* [Passage]:
[START]

Robert Kaplan of Stratfor questions the Indian policy elite's obsession with hyphenation with China in a recent piece as follows:

Indian elites can be obsessed with China, even as Chinese elites think much less about India. This is normal. In an unequal rivalry, it is the lesser power that always demonstrates the greater degree of obsession. For instance, Greeks have always been more worried about Turks than Turks have been about Greeks.

China's inherent strength in relation to India is more than just a matter of its greater economic capacity, or its more efficient governmental authority.

Kaplan goes on to say the following about India-Pakistan hyphenation:

The best way to gauge the relatively restrained atmosphere of the India-China rivalry is to compare it to the rivalry between India and Pakistan. India and Pakistan abut one another. India's highly populated Ganges River Valley is within 480 kilometers (300 miles) of Pakistan's highly populated Indus River Valley. There is an intimacy to India-Pakistan tensions that simply does not apply to those between India and China. That intimacy is inflamed by a religious element: Pakistan is the modern incarnation of all of the Muslim invasions that have assaulted Hindu northern India throughout history. And then there is the tangled story of the partition of the Asian subcontinent itself to consider -- India and Pakistan were both born in blood together.

[END]

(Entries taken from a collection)
[START]

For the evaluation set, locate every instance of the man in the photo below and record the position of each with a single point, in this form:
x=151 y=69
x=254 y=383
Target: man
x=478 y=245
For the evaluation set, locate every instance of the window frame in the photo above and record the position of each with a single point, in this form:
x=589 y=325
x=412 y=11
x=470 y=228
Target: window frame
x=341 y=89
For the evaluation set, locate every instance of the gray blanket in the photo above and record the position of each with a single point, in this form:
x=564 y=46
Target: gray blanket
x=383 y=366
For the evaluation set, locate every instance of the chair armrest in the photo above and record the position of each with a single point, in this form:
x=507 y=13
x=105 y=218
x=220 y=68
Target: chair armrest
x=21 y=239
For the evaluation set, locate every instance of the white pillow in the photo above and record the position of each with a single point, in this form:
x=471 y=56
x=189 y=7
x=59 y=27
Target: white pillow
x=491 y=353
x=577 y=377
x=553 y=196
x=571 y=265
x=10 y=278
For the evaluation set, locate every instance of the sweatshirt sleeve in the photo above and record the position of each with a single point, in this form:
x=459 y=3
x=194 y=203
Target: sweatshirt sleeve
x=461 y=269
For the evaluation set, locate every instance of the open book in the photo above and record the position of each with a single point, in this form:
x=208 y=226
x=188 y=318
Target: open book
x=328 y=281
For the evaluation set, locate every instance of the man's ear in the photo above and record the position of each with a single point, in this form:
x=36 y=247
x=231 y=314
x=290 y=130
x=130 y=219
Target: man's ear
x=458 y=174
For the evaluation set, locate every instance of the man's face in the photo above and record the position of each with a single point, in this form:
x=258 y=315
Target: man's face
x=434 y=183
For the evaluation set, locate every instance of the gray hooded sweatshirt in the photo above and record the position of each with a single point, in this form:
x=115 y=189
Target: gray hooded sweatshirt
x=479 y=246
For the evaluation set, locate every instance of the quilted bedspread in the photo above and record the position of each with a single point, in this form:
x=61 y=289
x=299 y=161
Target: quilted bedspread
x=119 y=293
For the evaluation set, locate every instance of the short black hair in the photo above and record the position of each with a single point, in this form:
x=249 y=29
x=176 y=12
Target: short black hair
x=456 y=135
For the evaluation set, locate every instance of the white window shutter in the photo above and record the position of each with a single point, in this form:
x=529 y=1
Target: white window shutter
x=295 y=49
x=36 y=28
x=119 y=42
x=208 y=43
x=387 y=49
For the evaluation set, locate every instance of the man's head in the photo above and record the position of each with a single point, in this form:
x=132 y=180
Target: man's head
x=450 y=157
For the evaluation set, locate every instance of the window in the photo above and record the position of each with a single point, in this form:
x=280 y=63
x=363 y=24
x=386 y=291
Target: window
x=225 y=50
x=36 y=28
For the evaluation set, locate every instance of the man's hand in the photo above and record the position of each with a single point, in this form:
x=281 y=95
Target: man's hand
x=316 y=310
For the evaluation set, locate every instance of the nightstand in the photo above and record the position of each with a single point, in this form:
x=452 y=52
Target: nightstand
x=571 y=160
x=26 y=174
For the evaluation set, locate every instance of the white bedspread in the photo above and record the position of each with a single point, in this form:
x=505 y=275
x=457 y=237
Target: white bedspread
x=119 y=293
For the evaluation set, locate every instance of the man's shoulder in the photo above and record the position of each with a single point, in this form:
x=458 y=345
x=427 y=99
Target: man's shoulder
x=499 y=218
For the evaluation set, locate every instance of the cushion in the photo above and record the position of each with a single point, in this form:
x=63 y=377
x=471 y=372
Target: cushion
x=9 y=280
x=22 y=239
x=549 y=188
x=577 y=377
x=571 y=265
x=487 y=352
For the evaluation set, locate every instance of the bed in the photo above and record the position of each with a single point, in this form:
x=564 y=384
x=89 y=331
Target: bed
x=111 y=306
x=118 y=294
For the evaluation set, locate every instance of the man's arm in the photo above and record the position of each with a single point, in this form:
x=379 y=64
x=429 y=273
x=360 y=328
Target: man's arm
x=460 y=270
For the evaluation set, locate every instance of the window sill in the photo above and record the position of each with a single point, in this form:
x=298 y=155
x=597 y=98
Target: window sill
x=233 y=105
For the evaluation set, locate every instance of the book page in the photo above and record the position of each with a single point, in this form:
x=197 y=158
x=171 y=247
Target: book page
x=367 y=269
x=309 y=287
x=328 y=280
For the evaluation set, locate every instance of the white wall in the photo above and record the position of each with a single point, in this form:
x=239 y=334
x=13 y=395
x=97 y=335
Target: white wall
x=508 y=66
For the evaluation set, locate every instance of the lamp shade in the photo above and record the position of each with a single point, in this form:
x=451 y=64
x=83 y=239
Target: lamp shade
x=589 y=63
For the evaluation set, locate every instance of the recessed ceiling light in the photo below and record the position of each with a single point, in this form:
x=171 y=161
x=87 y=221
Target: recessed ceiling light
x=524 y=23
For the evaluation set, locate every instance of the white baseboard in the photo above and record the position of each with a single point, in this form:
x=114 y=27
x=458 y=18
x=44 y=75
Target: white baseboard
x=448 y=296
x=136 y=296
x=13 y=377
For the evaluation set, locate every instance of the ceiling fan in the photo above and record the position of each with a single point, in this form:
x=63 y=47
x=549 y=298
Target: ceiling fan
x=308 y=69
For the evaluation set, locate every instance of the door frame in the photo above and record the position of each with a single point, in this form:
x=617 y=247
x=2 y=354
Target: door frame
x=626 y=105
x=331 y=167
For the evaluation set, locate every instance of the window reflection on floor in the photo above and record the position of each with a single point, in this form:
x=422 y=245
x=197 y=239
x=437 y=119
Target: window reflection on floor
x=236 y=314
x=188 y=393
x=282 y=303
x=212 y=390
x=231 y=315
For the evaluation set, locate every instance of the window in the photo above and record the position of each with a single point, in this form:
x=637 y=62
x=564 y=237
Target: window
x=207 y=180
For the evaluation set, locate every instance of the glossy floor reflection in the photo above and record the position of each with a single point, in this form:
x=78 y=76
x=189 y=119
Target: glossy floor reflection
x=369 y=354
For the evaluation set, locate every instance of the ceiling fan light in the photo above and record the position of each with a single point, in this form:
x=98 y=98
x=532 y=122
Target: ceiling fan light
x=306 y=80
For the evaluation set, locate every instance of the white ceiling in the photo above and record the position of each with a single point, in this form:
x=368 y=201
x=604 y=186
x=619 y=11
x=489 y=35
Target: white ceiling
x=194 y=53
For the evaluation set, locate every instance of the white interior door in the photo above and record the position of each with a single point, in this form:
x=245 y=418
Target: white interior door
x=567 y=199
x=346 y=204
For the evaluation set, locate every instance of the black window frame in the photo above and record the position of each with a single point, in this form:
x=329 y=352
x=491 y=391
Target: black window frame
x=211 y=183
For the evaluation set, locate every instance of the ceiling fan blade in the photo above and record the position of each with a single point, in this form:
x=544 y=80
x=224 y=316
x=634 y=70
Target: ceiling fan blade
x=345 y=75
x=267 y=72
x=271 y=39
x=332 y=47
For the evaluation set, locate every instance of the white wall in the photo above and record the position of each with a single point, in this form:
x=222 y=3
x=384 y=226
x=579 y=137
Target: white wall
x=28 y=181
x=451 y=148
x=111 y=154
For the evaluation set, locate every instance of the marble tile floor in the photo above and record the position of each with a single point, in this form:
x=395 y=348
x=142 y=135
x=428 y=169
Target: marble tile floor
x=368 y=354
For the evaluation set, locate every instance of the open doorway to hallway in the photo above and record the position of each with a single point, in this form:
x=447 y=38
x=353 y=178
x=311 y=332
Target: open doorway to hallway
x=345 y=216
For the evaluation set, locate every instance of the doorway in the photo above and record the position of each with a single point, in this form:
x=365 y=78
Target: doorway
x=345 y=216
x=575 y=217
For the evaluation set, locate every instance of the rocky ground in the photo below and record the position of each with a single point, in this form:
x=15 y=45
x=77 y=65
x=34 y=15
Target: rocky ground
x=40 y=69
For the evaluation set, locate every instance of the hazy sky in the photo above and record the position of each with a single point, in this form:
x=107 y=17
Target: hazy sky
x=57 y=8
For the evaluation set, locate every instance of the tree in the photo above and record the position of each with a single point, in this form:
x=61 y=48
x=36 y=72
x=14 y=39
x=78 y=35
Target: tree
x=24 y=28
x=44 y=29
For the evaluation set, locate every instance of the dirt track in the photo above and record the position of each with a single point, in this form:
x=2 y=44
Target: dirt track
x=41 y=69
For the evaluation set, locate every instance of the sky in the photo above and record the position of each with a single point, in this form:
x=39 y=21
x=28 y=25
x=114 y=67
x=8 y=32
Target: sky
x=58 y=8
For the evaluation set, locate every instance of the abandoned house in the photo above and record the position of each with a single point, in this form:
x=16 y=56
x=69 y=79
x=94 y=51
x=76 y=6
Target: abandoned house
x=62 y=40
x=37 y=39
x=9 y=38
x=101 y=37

[END]
[START]

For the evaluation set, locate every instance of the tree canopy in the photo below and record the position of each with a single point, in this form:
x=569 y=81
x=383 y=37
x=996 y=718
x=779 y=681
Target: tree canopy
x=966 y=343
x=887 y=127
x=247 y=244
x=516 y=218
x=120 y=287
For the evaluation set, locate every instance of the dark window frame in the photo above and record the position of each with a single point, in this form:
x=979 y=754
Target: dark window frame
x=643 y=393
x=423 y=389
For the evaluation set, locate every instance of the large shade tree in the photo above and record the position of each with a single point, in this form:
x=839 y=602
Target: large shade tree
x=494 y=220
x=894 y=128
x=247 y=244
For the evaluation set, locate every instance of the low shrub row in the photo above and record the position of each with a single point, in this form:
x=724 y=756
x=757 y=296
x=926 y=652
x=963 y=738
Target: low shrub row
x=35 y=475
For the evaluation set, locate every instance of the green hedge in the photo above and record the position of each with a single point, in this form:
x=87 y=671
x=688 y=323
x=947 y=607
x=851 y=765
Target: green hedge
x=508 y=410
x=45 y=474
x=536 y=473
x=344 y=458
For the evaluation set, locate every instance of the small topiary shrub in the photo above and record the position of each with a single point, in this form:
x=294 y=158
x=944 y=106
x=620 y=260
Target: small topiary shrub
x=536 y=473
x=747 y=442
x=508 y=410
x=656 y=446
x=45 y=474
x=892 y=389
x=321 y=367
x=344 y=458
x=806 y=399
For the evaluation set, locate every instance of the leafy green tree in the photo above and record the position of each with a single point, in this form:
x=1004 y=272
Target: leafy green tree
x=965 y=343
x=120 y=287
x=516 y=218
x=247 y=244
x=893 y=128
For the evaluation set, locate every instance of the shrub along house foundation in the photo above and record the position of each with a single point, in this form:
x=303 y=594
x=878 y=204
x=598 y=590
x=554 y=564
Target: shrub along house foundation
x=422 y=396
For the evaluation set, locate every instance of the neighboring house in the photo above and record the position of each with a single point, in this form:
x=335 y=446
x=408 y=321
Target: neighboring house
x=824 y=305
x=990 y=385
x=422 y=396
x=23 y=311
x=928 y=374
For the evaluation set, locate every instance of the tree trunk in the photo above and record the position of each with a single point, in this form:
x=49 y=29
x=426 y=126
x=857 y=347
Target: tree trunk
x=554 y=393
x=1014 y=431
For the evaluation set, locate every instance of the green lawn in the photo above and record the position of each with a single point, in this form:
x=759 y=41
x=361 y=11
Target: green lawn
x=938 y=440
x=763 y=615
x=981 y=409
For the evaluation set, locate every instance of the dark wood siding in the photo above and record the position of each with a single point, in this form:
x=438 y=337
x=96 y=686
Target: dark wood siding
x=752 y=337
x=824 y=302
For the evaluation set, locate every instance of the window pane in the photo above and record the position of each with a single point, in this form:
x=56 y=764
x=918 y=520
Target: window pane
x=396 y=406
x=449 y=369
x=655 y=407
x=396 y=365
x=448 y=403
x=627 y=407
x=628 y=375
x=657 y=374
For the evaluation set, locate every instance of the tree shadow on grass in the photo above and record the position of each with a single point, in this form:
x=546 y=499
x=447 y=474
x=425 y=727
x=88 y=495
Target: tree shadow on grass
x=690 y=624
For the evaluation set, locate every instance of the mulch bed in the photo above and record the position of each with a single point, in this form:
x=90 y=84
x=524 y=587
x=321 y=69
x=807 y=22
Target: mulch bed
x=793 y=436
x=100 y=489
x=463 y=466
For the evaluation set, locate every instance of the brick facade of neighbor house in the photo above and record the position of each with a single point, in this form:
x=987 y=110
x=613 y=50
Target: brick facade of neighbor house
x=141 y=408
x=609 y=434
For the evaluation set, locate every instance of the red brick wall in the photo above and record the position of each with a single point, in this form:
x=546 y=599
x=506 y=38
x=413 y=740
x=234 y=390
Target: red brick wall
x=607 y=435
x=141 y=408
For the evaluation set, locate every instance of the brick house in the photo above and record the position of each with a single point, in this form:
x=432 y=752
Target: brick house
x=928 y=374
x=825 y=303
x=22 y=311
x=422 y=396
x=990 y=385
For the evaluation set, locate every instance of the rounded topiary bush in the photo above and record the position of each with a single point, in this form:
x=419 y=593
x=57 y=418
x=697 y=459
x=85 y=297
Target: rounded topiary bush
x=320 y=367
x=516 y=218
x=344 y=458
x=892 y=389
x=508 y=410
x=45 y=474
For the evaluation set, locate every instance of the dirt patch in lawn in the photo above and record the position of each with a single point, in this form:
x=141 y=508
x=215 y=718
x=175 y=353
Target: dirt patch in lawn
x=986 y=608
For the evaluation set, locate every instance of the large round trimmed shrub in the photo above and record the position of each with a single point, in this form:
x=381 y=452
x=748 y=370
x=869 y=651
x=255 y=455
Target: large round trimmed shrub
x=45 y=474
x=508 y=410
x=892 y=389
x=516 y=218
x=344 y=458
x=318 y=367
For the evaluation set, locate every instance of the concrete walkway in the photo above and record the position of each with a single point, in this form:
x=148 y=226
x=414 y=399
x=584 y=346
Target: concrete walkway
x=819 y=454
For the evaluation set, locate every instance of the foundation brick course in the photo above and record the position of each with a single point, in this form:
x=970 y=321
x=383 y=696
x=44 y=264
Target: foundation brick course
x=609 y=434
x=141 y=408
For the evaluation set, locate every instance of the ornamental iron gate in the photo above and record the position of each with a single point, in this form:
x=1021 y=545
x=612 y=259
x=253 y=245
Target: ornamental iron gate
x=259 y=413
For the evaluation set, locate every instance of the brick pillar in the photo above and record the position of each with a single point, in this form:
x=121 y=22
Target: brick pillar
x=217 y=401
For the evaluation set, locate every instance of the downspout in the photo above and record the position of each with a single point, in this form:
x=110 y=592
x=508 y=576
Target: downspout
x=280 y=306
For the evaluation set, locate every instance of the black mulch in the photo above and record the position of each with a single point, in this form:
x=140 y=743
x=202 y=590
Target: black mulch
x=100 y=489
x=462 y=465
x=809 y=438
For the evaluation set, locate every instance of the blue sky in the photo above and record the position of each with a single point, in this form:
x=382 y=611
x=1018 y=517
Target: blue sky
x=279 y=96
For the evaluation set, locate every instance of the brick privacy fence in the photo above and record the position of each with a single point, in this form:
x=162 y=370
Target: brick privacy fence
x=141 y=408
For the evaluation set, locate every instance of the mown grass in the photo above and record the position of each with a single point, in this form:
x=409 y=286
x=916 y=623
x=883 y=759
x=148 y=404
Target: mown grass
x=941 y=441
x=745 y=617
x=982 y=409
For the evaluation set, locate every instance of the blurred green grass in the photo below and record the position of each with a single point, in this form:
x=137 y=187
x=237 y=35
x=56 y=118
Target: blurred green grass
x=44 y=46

[END]

* [What to do]:
- 1) Which countries does the passage on India's rivalries name? List every one.
- 2) Does the passage on India's rivalries support each of these statements? (a) Chinese elites think about India about as much as Indian elites think about China. (b) India's Ganges River Valley lies within 480 kilometers of Pakistan's Indus River Valley. (c) In an unequal rivalry, the stronger power shows the greater obsession. Answer yes or no for each, quoting the words of the passage that decide it.
- 3) Pick up the passage on India's rivalries after its last sentence and continue it.

* [Answers to the exercise]:
- 1) India, China, Pakistan

- 2)
(a) No: "even as Chinese elites think much less about India."
(b) Yes: "India's highly populated Ganges River Valley is within 480 kilometers (300 miles) of Pakistan's highly populated Indus River Valley."
(c) No: "it is the lesser power that always demonstrates the greater degree of obsession."

- 3)
It's a rarely acknowledged  fact in India that most Indians are far more obsessed with Pakistan than any other country. But the ruling dynasty's Rahul Gandhi, the man widely expected to be India's future prime minister, did confirm it, according to a news report by America's NPR Radio. "I actually feel we give too much time in our minds to Pakistan," said Rahul Gandhi at a leadership meeting of  the Indian National Congress in 2009.

The rise of the new media and  the emergence of the "Internet Hindus", a term coined by Indian journalist Sagarika Ghose, has removed all doubts about many Indians' Pakistan obsession. She says the “Internet Hindus are like swarms of bees". "They come swarming after you"  pouncing on any mention of Pakistan or Muslims.

Here's a video demolishing the Chindia myth:


Related Links:

Haq's Musings

India's Hostility Toward Pakistan

India-Pakistan Military Balance

BRIC, Chindia and the Indian "Miracle"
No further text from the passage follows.